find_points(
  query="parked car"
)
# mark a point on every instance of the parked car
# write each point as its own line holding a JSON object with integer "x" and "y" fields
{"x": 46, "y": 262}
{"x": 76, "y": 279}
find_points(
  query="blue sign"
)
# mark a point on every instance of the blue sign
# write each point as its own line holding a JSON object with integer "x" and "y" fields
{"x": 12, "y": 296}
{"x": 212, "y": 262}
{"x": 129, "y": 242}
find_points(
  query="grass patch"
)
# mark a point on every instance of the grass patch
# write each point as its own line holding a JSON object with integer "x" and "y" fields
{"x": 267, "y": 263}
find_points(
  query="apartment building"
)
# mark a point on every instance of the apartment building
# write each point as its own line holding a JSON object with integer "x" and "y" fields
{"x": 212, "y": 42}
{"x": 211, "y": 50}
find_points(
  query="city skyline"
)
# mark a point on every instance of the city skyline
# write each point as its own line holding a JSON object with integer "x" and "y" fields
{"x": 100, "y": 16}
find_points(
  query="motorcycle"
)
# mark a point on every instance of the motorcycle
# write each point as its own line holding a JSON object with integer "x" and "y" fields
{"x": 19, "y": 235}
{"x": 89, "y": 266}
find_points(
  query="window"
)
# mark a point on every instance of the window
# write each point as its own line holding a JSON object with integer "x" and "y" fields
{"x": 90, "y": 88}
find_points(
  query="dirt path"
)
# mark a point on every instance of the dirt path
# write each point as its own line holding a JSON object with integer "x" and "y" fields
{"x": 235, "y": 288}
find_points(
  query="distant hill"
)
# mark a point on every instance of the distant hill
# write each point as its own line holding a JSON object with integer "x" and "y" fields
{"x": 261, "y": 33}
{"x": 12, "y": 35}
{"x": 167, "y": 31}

## Exercise
Which lines of the records above hold the word "grass"? Copy each of them.

## Reply to the task
  query="grass patch"
# mark a point on every instance of the grass patch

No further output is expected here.